TRECHO EXTRAÍDO:

Os músicos também têm demonstrado cada vez mais interesse em gravar de maneira analógica. Hoje em dia é possível modificar as faixas a bel prazer em modernos estúdios de mixagem, preservando só as melhores partes de cada execução ou aplicando programas para corrigir a afinação do vocalista. Esse processo retira as dimensões do imprevisível e da falha que como um sinal de espontaneidade enriquece a música.
Durante a mixagem de I Am The Walrus, Scott estava mexendo nos botões de fade, John Lennon martelava o piano, Paul McCartney cutucava um reverberador de fitas, George Harrison fazia ruídos em um microfone e Ringo estava mudando as estações de rádio, acrescentando aquilo ao caos. De repente, Ringo caiu em uma transmissão da BBC da peça Rei Lear e o contraste entre Shakespeare e a viagem lisérgica de áudio fez história (SAX, 2017).
No frigir dos ovos, o vinil é um contato íntimo com a música que é capaz de superar o seu deslocamento no tempo e as camadas de poeira no caminho da agulha. Retirar o disco do encarte, observar a arte da capa, posicionar ele no tocador, esperar a agulha se deslocar delicadamente até atingir sua superfície e aguardar aquele sutil momento entre o leve chiado pouco antes do primeiro acorde ressoar é uma experiência que envolve os sentidos. O que o diferencia o vinil do “moderno” e da “música atual” é o que o faz tão especial.

LISTAGEM DE DADOS:
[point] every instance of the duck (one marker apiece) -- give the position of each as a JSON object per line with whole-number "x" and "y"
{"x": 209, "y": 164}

==

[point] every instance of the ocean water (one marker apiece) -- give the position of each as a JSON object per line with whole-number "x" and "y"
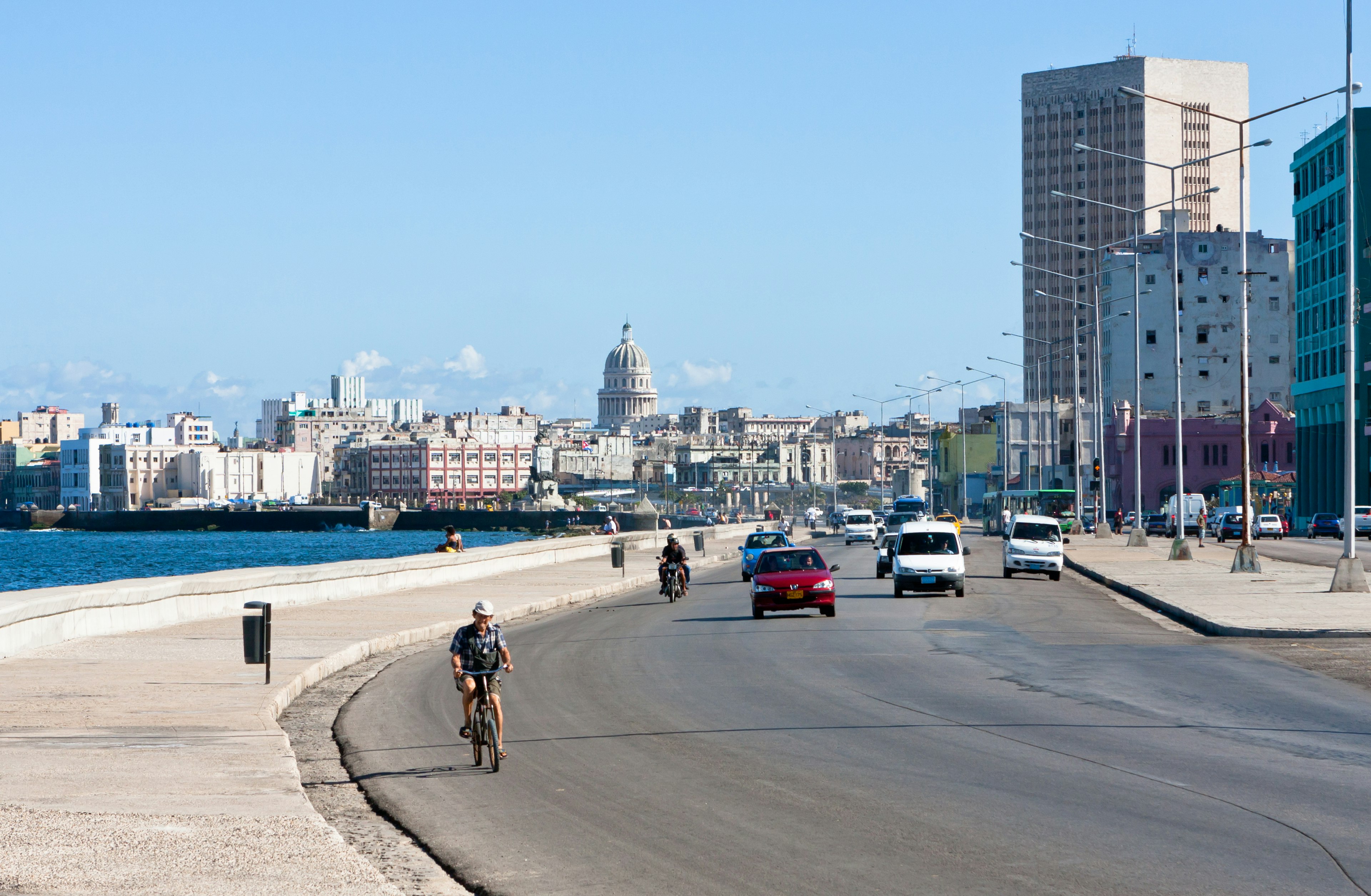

SEU OBJETIVO:
Retorne, sem qualquer alteração, a parte do trecho sobre o disco de vinil compreendida entre "Os músicos também" e "enriquece a música.", inclusive.

RESPOSTA AO PROBLEMA:
Os músicos também têm demonstrado cada vez mais interesse em gravar de maneira analógica. Hoje em dia é possível modificar as faixas a bel prazer em modernos estúdios de mixagem, preservando só as melhores partes de cada execução ou aplicando programas para corrigir a afinação do vocalista. Esse processo retira as dimensões do imprevisível e da falha que como um sinal de espontaneidade enriquece a música.